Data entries
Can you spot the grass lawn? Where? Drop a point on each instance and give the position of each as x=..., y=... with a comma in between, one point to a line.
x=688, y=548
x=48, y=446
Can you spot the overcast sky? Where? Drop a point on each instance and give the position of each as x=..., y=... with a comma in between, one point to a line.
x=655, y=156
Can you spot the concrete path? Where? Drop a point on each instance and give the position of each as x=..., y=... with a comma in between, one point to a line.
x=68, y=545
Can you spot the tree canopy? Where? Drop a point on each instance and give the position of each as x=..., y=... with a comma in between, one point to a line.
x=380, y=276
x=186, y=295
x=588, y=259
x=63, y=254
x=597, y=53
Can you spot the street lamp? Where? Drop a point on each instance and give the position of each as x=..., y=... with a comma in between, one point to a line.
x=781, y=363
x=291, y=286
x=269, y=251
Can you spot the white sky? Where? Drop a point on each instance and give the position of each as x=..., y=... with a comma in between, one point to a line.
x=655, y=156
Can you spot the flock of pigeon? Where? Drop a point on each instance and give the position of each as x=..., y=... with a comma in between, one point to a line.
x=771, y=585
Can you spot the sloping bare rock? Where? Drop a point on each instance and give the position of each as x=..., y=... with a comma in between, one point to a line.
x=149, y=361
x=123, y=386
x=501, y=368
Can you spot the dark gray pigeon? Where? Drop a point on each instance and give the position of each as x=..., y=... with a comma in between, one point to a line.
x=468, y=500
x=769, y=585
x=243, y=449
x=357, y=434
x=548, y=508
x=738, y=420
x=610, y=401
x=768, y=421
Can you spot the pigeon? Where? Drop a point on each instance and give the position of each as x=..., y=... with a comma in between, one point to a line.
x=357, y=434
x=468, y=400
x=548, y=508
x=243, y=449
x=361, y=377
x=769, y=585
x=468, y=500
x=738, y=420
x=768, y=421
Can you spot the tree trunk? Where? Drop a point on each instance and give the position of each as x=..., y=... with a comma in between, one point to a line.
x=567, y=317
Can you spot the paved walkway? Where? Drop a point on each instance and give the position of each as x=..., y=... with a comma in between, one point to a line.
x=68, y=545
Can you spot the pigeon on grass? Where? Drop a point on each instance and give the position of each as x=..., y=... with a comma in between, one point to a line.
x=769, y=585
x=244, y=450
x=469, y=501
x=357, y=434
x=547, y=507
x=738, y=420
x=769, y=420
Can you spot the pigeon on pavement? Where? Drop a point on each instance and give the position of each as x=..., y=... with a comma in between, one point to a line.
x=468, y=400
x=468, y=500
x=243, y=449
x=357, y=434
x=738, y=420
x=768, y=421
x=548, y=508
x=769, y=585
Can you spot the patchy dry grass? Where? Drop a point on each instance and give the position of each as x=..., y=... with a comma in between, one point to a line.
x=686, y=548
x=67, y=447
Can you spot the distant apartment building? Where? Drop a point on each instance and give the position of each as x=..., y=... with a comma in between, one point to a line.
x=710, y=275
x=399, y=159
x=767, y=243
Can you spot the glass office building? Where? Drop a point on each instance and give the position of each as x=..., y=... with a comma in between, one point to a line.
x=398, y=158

--

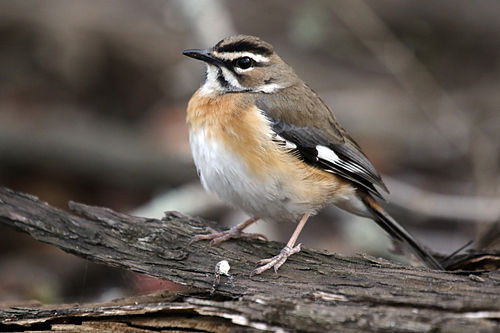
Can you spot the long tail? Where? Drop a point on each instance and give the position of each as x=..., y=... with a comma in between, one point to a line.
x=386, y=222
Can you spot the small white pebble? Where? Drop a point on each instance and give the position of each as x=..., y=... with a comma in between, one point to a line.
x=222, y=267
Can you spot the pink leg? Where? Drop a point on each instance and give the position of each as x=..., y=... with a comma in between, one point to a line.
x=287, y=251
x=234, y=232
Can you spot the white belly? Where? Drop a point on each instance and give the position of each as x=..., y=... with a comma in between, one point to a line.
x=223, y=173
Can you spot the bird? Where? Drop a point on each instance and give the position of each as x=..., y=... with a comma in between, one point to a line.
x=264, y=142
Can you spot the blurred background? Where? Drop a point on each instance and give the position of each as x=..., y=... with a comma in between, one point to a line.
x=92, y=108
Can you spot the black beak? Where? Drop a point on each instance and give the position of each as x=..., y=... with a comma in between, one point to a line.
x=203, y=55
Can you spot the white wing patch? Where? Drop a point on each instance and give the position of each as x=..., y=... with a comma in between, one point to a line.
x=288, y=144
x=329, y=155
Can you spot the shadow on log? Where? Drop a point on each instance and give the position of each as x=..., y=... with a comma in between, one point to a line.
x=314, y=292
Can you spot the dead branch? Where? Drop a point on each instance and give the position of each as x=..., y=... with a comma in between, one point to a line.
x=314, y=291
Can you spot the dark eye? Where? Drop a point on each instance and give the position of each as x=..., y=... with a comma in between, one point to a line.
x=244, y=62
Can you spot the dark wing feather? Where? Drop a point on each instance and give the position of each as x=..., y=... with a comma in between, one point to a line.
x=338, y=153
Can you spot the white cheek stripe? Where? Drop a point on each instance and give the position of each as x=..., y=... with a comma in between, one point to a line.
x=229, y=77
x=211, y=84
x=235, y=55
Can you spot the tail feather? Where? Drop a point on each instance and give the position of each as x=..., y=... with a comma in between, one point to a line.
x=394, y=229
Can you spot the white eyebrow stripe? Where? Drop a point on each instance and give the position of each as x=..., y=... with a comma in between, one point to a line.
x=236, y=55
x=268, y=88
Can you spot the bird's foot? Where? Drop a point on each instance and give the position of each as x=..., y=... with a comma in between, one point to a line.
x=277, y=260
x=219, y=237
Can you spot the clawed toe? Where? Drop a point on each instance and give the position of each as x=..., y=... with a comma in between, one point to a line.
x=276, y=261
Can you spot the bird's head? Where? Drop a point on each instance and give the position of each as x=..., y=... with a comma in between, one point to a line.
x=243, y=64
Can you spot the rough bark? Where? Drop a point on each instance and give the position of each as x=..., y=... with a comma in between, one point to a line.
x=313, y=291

| WHAT IS EXPECTED |
Output the lines of the records unchanged. Begin at the line that contains "Can you spot the black", and stop after the line that contains "x=329, y=155".

| WRITTEN ANSWER |
Can you spot the black beak? Where? Drop a point on each instance and give the position of each as x=..., y=... with a comma in between, one point to a line.
x=203, y=55
Can you spot the white wing patch? Where? Drop a point on each instance and give the position of each as x=..., y=... with a comma in between, one point to a line.
x=288, y=144
x=329, y=155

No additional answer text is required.